[Relevés de points étiquetés]
* * * * * * *

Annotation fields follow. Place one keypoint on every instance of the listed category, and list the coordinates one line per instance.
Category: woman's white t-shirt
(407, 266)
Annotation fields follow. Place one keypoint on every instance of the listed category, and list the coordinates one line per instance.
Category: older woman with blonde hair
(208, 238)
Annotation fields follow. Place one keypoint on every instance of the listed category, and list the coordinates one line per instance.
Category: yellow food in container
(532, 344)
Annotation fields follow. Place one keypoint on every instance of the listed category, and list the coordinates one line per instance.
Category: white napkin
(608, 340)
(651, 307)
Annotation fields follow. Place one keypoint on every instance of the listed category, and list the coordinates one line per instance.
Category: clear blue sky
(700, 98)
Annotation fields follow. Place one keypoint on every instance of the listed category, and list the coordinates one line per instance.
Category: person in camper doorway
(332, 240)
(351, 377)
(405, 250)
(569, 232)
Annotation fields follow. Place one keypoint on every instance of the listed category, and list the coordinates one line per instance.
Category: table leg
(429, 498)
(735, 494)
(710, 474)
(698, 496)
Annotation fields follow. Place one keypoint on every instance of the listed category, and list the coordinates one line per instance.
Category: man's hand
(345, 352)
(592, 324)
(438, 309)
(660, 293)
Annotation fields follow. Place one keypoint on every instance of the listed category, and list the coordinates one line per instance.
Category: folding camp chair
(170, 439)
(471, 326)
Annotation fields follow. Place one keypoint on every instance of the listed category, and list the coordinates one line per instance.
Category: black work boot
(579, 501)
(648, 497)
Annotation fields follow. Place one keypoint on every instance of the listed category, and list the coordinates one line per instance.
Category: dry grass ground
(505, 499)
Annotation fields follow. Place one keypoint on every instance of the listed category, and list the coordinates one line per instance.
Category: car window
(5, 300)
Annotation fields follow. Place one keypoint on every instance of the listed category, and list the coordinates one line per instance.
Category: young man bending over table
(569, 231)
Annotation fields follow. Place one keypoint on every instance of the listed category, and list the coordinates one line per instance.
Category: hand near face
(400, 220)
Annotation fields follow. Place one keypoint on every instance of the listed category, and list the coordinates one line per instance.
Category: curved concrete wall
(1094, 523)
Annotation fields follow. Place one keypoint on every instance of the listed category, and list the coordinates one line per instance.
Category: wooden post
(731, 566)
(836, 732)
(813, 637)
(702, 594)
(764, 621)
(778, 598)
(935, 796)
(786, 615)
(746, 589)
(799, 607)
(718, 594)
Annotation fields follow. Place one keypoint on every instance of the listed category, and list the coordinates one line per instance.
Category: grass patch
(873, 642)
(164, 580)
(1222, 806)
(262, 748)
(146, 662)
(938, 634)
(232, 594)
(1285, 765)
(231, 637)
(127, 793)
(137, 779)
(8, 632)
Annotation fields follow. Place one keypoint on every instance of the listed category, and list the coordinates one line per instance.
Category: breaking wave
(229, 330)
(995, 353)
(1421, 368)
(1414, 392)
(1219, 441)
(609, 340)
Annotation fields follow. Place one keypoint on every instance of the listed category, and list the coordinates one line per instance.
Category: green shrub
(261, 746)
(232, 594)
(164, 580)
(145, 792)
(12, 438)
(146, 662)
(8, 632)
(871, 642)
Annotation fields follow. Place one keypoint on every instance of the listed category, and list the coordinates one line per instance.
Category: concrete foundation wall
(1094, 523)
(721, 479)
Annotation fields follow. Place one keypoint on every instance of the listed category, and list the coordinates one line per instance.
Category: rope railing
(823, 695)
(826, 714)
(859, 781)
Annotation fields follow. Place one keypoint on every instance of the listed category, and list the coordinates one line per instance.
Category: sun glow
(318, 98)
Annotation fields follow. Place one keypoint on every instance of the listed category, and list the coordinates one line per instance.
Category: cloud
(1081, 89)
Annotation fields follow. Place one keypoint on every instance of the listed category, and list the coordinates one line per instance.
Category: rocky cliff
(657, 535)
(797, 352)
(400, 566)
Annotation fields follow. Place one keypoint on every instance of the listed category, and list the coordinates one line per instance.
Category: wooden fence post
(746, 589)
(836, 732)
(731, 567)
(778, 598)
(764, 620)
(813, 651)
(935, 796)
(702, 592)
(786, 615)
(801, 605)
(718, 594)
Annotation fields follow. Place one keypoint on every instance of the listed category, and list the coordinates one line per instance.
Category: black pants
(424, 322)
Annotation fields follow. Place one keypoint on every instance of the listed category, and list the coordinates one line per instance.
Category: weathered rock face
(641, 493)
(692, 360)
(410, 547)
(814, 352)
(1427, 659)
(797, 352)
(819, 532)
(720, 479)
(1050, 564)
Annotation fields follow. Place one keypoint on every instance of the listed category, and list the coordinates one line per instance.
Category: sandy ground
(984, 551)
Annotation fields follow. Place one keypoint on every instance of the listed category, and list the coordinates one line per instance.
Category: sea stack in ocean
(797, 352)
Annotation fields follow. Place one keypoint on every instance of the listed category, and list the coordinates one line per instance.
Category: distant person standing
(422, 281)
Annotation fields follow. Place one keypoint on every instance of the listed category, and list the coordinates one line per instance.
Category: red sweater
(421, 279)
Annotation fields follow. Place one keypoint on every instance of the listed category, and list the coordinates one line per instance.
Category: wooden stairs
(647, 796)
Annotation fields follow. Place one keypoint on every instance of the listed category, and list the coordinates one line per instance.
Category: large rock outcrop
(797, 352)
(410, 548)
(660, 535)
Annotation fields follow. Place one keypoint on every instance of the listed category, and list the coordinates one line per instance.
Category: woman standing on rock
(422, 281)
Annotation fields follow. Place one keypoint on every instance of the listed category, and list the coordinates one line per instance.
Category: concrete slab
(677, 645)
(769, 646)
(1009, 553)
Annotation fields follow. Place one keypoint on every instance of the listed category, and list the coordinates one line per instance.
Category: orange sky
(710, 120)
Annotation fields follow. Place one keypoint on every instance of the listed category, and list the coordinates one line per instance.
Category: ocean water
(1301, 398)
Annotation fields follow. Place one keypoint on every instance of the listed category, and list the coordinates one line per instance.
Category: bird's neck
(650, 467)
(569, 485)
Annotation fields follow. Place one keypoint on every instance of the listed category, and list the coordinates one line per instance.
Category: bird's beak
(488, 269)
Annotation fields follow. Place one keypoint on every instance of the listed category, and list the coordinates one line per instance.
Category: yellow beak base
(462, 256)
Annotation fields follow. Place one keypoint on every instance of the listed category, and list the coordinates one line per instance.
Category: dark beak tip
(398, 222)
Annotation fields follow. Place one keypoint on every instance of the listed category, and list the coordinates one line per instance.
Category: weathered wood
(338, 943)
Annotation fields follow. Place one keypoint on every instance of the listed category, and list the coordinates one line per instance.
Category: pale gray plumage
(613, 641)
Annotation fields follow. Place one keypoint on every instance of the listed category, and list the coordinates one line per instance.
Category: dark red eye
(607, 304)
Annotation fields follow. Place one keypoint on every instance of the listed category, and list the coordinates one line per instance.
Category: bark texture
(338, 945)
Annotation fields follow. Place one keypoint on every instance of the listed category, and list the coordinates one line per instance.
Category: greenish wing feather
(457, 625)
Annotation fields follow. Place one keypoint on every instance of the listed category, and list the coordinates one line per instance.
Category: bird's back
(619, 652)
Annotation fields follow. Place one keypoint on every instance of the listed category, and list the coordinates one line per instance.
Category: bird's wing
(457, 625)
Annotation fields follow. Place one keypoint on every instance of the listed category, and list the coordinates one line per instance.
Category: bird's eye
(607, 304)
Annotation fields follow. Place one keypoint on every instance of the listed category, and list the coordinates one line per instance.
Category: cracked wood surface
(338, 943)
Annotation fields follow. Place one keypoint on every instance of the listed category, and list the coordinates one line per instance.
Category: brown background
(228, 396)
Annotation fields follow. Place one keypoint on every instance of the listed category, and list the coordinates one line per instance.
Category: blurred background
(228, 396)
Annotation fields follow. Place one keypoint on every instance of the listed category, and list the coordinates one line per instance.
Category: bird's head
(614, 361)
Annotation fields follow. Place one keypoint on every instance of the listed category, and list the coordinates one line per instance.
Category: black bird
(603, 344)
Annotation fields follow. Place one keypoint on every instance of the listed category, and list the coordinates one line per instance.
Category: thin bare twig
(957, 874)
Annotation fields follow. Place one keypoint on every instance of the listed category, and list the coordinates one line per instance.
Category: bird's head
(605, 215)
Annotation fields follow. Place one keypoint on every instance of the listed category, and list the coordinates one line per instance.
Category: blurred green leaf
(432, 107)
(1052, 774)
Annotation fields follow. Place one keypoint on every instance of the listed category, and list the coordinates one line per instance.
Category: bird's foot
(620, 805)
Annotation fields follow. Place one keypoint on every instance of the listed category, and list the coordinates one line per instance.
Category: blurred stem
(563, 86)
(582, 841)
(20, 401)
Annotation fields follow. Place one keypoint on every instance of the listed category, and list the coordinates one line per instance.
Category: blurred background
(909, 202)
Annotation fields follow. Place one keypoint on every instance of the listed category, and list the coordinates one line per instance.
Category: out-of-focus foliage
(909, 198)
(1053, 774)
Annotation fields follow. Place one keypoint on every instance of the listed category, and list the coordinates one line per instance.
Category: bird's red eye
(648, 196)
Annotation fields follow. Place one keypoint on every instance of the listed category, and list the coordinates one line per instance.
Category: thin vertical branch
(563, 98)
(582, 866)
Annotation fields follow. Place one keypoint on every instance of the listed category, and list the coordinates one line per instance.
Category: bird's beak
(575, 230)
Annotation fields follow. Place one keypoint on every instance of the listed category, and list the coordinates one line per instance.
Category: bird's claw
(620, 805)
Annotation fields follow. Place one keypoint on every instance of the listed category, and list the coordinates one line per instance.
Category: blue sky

* * * * * * *

Rassemblez chaque ligne de la liste ci-dessus qui contient la chaîne « person ».

Réponse —
Category: person in camper doorway
Category: distant person standing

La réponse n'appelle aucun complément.